- Description of the task: Look for "of the floral" in the listing below, then copy exactly the line it appears in and all lines after it to the end, and nothing more.

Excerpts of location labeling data
★ ★ ★

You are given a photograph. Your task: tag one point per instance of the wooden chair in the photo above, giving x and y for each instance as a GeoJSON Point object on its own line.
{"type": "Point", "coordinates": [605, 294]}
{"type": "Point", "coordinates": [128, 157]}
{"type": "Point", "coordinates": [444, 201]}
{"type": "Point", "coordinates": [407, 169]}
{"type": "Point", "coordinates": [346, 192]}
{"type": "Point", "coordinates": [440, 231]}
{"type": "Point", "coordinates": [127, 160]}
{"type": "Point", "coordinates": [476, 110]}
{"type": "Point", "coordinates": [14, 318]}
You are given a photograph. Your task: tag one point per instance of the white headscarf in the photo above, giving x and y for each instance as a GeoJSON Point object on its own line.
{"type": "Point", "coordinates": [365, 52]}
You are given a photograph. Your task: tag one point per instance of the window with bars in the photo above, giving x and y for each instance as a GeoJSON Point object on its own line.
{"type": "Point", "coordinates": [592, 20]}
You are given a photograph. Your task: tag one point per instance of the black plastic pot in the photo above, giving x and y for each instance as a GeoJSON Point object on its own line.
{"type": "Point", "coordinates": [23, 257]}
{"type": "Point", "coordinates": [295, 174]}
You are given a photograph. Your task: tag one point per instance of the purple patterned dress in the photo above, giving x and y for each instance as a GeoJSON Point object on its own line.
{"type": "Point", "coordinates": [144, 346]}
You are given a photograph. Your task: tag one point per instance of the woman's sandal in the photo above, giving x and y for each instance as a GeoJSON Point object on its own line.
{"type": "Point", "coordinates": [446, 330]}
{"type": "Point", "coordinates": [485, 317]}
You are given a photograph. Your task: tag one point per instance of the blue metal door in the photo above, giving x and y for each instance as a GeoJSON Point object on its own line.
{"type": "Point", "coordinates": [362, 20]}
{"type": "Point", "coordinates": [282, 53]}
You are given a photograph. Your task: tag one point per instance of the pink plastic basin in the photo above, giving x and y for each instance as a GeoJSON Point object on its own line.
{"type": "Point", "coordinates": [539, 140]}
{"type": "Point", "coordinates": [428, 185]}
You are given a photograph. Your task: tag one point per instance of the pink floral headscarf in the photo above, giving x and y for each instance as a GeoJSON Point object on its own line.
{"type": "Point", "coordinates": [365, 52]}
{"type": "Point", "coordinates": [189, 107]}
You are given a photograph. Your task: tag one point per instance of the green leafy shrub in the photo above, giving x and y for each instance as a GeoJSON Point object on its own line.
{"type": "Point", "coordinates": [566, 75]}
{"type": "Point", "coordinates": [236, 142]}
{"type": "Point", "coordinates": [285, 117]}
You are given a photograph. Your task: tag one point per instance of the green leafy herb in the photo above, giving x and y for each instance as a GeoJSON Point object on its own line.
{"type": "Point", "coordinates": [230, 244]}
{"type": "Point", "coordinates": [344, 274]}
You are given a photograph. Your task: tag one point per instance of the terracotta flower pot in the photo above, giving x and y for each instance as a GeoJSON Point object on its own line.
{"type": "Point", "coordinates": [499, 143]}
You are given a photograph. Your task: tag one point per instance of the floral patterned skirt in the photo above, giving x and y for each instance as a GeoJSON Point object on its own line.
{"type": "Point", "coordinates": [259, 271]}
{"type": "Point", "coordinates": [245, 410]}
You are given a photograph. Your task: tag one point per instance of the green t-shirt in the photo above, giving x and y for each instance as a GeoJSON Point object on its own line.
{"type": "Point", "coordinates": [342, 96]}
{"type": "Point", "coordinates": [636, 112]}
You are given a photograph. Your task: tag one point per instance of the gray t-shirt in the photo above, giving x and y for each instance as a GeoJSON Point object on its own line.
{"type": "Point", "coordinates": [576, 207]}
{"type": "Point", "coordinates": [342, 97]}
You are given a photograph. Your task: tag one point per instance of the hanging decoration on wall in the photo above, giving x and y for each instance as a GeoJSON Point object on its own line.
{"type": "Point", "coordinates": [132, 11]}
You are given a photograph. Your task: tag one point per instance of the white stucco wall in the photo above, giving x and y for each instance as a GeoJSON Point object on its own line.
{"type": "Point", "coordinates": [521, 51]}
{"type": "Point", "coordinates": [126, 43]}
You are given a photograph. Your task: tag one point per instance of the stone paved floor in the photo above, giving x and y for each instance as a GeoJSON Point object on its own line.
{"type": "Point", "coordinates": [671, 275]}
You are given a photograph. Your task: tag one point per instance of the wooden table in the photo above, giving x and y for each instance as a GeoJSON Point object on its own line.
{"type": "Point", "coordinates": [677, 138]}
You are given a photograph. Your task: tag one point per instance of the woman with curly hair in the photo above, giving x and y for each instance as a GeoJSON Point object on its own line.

★ ★ ★

- Solution to this problem:
You are given a photograph. Your task: tag one point per instance of the floral patterned skirt in the photo above, giving x and y for each instance as a GeoJSON Point object on its own line.
{"type": "Point", "coordinates": [259, 271]}
{"type": "Point", "coordinates": [245, 410]}
You are given a photograph. Your task: tag one point per instance of the green t-shirt in the photo above, giving x and y for each instance as a GeoJSON Point object on its own line.
{"type": "Point", "coordinates": [342, 96]}
{"type": "Point", "coordinates": [636, 112]}
You are given a photograph. Your task: tag one point per instance of the gray t-shirt in the photo above, giving x and y for each instance as a GeoJSON Point object on its own line.
{"type": "Point", "coordinates": [576, 207]}
{"type": "Point", "coordinates": [342, 97]}
You are given a photograph. Your task: tag one point per instance of the hanging decoration on wall in the photo above, giving x and y for each instance as a GeoJSON Point object on its own line.
{"type": "Point", "coordinates": [132, 11]}
You are given a photograph. Your task: tag one point per instance of the white stucco wall in the photo above, giving x and y for each instance as a GeoJSON Point object on its own line.
{"type": "Point", "coordinates": [521, 51]}
{"type": "Point", "coordinates": [126, 43]}
You are given a photograph. Your task: tag one point per instance of the stone paved floor in the photo above, giving x and y for each instance as a GeoJSON Point object on its own line.
{"type": "Point", "coordinates": [671, 275]}
You are given a photograph. Your task: tag one point per instance of the wooden table in the photo above, giving x and y for each instance as a GeoJSON Point object on its own line.
{"type": "Point", "coordinates": [677, 138]}
You are given a photograph. Your task: tag one point per instance of the woman with curly hair in the photo above, giving x and y for each instance as a GeoJSON Point object on its own line.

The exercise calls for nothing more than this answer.